### Provided records
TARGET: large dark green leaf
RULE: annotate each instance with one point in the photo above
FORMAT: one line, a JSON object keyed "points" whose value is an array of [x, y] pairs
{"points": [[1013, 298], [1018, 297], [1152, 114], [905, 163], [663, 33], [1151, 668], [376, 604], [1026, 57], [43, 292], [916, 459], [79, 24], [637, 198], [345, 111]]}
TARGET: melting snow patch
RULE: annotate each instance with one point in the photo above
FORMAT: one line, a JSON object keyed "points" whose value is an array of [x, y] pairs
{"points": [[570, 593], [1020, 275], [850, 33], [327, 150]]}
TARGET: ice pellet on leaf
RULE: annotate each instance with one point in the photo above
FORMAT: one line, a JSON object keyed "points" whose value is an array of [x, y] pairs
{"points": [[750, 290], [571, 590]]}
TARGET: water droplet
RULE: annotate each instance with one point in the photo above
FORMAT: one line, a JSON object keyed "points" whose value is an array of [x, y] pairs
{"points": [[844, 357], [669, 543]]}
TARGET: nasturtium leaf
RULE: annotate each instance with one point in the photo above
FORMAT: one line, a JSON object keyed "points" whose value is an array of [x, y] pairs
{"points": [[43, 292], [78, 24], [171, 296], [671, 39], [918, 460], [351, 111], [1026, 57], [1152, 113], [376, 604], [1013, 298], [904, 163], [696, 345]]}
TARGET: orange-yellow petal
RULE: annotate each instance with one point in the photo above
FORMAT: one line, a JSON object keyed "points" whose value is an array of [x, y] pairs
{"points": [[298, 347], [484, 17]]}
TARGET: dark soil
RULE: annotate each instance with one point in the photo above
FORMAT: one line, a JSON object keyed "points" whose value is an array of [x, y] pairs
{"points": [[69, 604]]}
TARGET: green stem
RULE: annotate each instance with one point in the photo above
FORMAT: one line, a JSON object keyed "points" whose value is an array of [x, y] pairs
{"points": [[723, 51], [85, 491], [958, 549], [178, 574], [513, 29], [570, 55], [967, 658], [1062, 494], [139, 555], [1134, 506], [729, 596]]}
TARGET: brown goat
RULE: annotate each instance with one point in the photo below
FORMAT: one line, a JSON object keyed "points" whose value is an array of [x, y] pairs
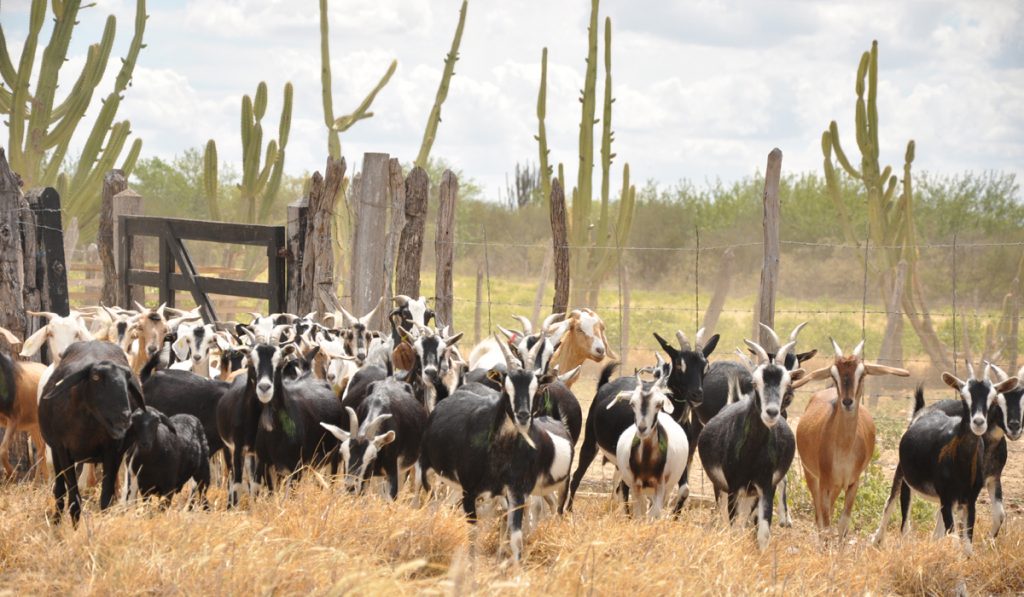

### What the exercise asks
Give the material above as a numbered list, one entry per line, with blank lines dropped and the pictures left out.

### Result of this task
1. TARGET: large dark green leaf
2. RULE: annotate each instance with one point in the photo above
3. FORMAT: one line, a JSON object keyed "points" whose value is an array of [x, y] pairs
4. {"points": [[1013, 298], [1018, 297], [1152, 114], [905, 163], [663, 33], [1151, 668], [376, 604], [1026, 57], [43, 292], [916, 459], [79, 24], [637, 198], [345, 111]]}
5. TARGET: melting snow patch
6. RULE: annotate each instance with one point in the photo above
7. FORMAT: one line, a JSON object keyed "points" whose value is an array of [x, y] pairs
8. {"points": [[570, 593], [1020, 275], [850, 33], [327, 150]]}
9. TARGET: ice pellet on leaf
10. RULE: annotate each instance with one point in the photo above
11. FORMAT: one line, a JSON object keyed "points" whose value is an array of [x, y] pairs
12. {"points": [[750, 290], [571, 590]]}
13. TARGET: water droplet
14. RULE: annotate each instance with one point in the photo above
15. FORMAT: one line, a JSON object keyed "points" whose value is an array of [x, y] pairs
16. {"points": [[844, 357], [669, 543]]}
17. TARGET: nasturtium leaf
18. RULE: annotate each instance with one point in the photo above
19. FORMAT: one line, a JSON object keyed "points" whose value is an array of [x, y] pairs
20. {"points": [[43, 292], [78, 24], [171, 296], [671, 39], [918, 460], [351, 111], [1026, 57], [1152, 113], [376, 604], [1013, 298], [904, 163], [696, 345]]}
21. TARGET: orange-yellow petal
22. RULE: annotate each instance with one point in the photo above
23. FORMAT: one line, a JSON object keyed "points" whose value is an array of [x, y] pairs
24. {"points": [[298, 347], [484, 17]]}
25. TARGET: dark soil
26. RULE: annotate each instance with one point in the photo above
27. FORMAT: one line, a JSON object keyed "points" whose value is an array of [x, y] pairs
28. {"points": [[69, 604]]}
29. TARGET: green stem
30. RULE: annotate each instance with one point in the photo above
31. FORMAT: one line, a JSON object keyed "points" whose value is an array of [x, y] pairs
32. {"points": [[723, 51], [85, 491], [958, 549], [178, 574], [513, 29], [570, 55], [967, 658], [1062, 494], [139, 555], [1134, 506], [729, 596]]}
33. TARGET: brown goat
34. RULE: annotate each instance with one point in the photo below
35. FORMAT: one line, a JSON object keyed "points" whose value is an array of [x, y] pairs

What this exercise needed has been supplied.